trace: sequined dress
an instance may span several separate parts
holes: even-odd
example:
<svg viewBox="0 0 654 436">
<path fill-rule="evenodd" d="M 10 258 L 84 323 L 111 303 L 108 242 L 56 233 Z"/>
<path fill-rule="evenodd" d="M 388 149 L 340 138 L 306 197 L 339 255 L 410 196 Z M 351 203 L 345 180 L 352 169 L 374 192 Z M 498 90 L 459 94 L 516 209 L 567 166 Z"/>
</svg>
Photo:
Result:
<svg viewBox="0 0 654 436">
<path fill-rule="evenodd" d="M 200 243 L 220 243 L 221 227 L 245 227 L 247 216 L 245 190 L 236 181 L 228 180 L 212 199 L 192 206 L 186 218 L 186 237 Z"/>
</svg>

* [Work to do]:
Retype the lines above, keeping every character the same.

* [Solution to this task]:
trace: sequined dress
an instance may span several separate parts
holes: even-odd
example:
<svg viewBox="0 0 654 436">
<path fill-rule="evenodd" d="M 10 258 L 84 323 L 111 303 L 108 242 L 56 233 Z"/>
<path fill-rule="evenodd" d="M 388 149 L 340 138 L 306 197 L 339 255 L 410 196 Z M 351 203 L 345 180 L 352 169 L 374 192 Z M 498 90 L 459 94 L 516 209 L 567 166 Z"/>
</svg>
Photo:
Result:
<svg viewBox="0 0 654 436">
<path fill-rule="evenodd" d="M 200 243 L 220 243 L 221 227 L 245 227 L 247 216 L 245 190 L 236 181 L 228 180 L 212 199 L 192 206 L 186 218 L 186 237 Z"/>
</svg>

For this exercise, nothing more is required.